• **WHAT TO PRODUCE**: Can you rewrite the data from its start through the line containing "[81, 18, 552, 259]", renaming "Verify" to "Confirm" and leaving everything else unchanged?

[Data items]
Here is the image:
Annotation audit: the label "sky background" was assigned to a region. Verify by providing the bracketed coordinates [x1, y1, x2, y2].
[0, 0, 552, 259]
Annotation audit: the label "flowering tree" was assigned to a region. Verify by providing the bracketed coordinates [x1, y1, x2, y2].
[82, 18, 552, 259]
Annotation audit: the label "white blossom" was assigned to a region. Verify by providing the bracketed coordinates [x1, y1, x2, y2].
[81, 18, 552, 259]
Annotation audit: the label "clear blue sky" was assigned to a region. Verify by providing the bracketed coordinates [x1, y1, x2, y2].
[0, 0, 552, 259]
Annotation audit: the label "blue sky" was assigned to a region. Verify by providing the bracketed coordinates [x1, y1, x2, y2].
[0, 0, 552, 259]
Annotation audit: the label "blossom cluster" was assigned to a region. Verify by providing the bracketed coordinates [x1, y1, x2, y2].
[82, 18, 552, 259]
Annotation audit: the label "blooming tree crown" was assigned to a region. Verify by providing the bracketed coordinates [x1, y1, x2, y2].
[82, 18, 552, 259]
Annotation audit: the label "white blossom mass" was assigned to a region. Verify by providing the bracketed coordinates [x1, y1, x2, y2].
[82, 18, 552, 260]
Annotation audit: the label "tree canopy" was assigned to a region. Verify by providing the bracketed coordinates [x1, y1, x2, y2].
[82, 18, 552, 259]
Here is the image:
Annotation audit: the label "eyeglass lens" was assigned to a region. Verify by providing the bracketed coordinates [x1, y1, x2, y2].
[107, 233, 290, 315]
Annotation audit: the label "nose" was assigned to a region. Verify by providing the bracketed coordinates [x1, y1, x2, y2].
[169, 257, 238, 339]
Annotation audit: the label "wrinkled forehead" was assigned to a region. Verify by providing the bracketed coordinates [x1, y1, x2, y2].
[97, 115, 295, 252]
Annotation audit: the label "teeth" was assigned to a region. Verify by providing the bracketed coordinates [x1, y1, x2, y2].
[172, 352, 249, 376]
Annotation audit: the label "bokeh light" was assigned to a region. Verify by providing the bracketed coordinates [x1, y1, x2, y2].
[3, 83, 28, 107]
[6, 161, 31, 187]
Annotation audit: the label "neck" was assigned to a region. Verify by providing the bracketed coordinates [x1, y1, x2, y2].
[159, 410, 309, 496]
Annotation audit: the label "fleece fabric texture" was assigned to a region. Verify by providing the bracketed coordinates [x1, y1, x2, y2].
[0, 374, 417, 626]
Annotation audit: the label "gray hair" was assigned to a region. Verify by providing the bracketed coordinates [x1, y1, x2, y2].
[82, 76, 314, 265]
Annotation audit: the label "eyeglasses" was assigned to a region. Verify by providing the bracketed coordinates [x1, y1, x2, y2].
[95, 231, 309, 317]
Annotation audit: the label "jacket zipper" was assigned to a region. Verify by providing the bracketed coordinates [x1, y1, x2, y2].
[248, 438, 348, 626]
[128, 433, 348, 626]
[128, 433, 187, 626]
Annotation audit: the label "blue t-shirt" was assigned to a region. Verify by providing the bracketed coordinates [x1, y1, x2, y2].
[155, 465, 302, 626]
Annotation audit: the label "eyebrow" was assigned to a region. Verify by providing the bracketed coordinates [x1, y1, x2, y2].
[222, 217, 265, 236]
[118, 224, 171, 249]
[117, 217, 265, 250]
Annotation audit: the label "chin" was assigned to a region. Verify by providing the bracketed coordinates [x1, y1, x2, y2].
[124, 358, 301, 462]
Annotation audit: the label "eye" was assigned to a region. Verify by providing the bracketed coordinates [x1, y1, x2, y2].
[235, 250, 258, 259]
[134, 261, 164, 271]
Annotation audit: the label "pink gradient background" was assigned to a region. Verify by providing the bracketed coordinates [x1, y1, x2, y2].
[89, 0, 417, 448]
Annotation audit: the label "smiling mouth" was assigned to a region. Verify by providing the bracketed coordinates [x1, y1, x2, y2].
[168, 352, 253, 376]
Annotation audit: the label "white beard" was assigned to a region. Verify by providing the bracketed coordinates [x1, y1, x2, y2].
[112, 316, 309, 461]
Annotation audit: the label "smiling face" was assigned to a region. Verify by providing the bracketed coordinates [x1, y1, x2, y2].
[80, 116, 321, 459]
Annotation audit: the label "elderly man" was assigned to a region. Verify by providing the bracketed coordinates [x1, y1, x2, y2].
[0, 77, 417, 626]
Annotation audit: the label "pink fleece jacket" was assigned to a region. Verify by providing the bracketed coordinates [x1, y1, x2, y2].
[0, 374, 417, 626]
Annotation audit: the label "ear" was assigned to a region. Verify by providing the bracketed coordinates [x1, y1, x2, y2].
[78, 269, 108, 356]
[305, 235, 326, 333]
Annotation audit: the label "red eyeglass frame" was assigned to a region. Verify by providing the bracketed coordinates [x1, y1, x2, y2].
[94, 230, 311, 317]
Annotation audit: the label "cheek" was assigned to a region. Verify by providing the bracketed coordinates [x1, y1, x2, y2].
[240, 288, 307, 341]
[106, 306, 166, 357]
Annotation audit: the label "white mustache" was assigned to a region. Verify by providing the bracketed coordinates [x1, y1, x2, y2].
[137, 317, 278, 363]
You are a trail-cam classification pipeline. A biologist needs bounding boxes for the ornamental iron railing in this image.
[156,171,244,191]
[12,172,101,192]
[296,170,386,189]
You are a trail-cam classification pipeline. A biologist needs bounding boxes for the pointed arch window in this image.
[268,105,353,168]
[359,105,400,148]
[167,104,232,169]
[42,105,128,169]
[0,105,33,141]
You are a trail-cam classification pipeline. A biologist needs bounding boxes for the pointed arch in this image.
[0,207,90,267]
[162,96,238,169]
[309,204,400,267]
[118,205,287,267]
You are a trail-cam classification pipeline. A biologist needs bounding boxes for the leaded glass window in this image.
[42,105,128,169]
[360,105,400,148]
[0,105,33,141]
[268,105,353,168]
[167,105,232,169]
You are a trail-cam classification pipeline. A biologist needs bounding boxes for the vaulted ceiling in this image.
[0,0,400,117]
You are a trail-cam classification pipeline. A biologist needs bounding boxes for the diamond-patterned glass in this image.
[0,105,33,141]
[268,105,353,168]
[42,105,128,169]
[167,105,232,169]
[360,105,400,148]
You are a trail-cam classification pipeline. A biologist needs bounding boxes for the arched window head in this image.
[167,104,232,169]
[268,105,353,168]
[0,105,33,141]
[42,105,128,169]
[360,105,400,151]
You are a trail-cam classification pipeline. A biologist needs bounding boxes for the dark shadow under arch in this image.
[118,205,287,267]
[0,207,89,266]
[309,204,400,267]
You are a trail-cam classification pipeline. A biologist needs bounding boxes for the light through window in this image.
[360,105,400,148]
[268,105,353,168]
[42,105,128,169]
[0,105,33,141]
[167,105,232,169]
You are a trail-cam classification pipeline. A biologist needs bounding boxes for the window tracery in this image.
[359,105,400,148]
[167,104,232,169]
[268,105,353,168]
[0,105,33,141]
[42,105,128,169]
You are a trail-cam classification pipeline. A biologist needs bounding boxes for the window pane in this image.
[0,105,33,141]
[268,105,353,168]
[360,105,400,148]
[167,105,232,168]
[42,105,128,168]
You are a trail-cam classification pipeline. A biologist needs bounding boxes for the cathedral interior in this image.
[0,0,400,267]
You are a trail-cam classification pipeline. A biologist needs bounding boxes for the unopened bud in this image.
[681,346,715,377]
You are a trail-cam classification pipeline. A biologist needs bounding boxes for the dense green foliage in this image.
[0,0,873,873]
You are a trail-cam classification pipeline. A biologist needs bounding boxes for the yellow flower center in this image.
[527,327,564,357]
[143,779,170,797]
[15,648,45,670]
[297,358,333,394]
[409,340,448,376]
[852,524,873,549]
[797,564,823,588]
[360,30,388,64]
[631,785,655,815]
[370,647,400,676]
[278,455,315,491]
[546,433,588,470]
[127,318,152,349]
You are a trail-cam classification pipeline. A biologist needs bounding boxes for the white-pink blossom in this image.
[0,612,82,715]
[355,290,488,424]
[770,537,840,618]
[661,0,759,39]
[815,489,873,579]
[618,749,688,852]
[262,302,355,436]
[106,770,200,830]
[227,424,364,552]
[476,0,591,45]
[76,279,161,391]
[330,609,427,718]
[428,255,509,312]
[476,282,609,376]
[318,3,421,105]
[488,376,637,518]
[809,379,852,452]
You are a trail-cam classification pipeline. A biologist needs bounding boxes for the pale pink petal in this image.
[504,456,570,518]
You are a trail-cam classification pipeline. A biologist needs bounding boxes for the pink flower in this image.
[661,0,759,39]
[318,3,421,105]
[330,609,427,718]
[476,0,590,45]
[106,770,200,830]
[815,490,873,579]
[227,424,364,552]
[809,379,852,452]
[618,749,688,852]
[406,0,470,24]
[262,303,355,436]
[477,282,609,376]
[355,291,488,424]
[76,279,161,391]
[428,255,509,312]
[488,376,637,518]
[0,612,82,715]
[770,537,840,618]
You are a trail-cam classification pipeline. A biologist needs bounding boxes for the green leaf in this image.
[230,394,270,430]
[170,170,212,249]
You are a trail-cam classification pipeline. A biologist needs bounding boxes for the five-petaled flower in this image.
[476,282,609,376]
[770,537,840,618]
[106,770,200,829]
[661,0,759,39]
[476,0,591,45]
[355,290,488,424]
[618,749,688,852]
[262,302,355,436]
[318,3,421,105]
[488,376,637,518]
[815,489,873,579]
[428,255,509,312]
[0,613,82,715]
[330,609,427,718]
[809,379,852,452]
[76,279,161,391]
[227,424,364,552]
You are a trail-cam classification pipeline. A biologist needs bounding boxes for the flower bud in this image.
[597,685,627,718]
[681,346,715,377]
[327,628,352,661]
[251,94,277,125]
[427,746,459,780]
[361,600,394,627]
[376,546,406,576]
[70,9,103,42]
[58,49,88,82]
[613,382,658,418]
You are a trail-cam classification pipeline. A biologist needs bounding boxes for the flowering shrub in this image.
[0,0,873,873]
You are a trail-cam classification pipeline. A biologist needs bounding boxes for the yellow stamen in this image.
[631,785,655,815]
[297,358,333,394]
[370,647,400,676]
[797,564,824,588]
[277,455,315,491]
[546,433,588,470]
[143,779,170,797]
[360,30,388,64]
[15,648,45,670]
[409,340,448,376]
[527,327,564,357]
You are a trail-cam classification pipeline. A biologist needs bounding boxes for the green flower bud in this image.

• **RESPONSE TO THIS TASK**:
Here is the image:
Annotation audit: the label "sky background" was assigned to a region. Confirm by providing the bracketed coordinates [x1, y1, x2, y2].
[0, 0, 552, 259]
Annotation audit: the label "flowering tree" was assigned to a region. Confirm by providing the bracketed coordinates [x1, y1, x2, y2].
[82, 18, 552, 259]
Annotation audit: the label "white blossom" was assigned to a region. Confirm by providing the bracketed coordinates [x1, y1, x2, y2].
[81, 18, 552, 259]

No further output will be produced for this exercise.